▶ _Written problem_:
For the copy, please give all of the data again exactly and leave the pictures out.

============================================================

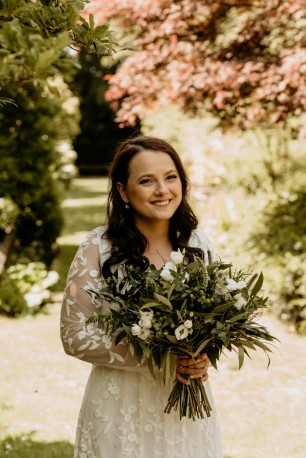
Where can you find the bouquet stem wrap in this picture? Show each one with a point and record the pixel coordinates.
(191, 400)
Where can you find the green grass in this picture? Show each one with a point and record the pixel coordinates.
(261, 411)
(26, 447)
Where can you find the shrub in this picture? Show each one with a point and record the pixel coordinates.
(25, 287)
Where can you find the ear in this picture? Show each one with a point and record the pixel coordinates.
(122, 191)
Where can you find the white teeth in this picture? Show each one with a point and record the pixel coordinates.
(161, 204)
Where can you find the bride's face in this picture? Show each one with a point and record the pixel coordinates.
(154, 188)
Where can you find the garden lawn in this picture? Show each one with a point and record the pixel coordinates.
(261, 411)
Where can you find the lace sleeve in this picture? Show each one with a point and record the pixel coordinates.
(90, 343)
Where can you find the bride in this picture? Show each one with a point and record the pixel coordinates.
(148, 217)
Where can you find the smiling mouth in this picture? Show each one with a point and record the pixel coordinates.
(161, 203)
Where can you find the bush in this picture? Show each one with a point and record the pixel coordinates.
(281, 237)
(29, 135)
(25, 287)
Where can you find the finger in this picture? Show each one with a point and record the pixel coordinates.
(182, 379)
(192, 371)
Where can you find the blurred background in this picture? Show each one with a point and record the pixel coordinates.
(222, 81)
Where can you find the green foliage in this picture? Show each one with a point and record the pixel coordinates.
(27, 446)
(34, 35)
(99, 133)
(8, 214)
(281, 236)
(25, 287)
(12, 301)
(29, 135)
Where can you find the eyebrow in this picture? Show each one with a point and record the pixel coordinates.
(152, 175)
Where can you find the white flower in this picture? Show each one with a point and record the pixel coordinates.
(231, 284)
(166, 275)
(176, 257)
(188, 324)
(144, 334)
(94, 273)
(240, 301)
(145, 323)
(136, 330)
(241, 284)
(181, 332)
(170, 266)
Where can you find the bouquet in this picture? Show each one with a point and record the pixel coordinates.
(184, 310)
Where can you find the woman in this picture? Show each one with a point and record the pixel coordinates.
(148, 217)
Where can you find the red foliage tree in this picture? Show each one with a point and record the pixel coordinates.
(244, 61)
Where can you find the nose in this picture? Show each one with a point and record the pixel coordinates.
(161, 187)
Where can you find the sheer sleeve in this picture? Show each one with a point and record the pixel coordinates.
(89, 342)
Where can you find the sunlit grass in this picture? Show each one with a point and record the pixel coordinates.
(26, 447)
(83, 207)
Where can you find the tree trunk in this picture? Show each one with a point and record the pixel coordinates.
(4, 250)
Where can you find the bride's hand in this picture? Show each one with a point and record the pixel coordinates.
(194, 368)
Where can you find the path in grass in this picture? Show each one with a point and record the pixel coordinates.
(261, 411)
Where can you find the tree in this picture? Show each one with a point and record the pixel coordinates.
(35, 37)
(243, 61)
(99, 133)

============================================================

▶ _Correct response_:
Where can you find the bouquet stem wrap in this picture? Show each one with a point and record the pixel coordinates.
(191, 400)
Where can you find the green grass in this picture? Show each one with a point and record the pixel coordinates.
(261, 411)
(26, 447)
Where can you find the shrub in this picture? Show each one with a point and record the pixel coordinates.
(25, 287)
Where can you find the ear in this picture? Show each one with a point and record the pixel coordinates.
(122, 191)
Where can you find the white teeth in this picture? Show each one with a point and record the pixel coordinates.
(161, 204)
Where can you find the bride's face in this picture? Show each one with a point and record the pixel coordinates.
(154, 188)
Where can you find the garden lawn in this picture? Show each one with a point and record the pixel coordinates.
(261, 411)
Where can you find the lace sleeve in this picture? Show each one with a point and record the pixel coordinates.
(90, 343)
Where can you find the bride in this picture? Show each one with a point and record the pixel coordinates.
(148, 217)
Where can you find the smiling mouth in this picture? Show each one with a point and record the pixel coordinates.
(161, 203)
Where can you find the bush in this picture? Show each one with a point and record the pixel coordinates.
(281, 237)
(29, 135)
(25, 287)
Where can you find the finger in this picture? Show each one with a point and record the pixel coordinates.
(182, 379)
(192, 371)
Where can you find the blurred background in this picture? Show each one with a point and record the pixel coordinates.
(222, 81)
Where can you find the green foliage in this picture? Show each one with a point and record the pixel coordinates.
(27, 446)
(34, 35)
(99, 133)
(8, 214)
(281, 236)
(25, 287)
(12, 301)
(29, 135)
Where can you find the eyebrow in this picture? Show each one with a point and record the pixel coordinates.
(152, 175)
Where can you find the white flower in this picture? Show each one with a point and record the pixel coordinates.
(231, 284)
(166, 275)
(176, 257)
(188, 324)
(144, 334)
(94, 273)
(240, 301)
(145, 323)
(136, 330)
(241, 284)
(181, 332)
(170, 266)
Where can you find the bouquet in this picture? Show each one with a point and record the pixel coordinates.
(184, 310)
Where can you find the woman in this picture? Show each one with a point and record the pixel coordinates.
(148, 217)
Where can you find the red foliage tree in this picture? Show each one with a point and record the pixel coordinates.
(244, 61)
Where can you find the nose in this picture? Show each one with a point and record the pixel coordinates.
(161, 187)
Where can you find the sheer sleeve in this picture? Show each one with a point and record the pixel coordinates.
(89, 342)
Where can you find the sunlit grass in this picture? Show each one with a point and record the pixel coordinates.
(26, 447)
(83, 207)
Where can you find the tree trunk in this picture? Show each one with a point and record the pixel coordinates.
(4, 250)
Where can you find the bride's hand in this picture? Show each one with a point and record the pixel coordinates.
(194, 368)
Where can you find the path in grass in this picture? Show each one with a point and record the pixel coordinates.
(261, 411)
Where can you find the tree in this picture? Show each one with a point and record the pixel coordinates.
(35, 37)
(243, 61)
(99, 133)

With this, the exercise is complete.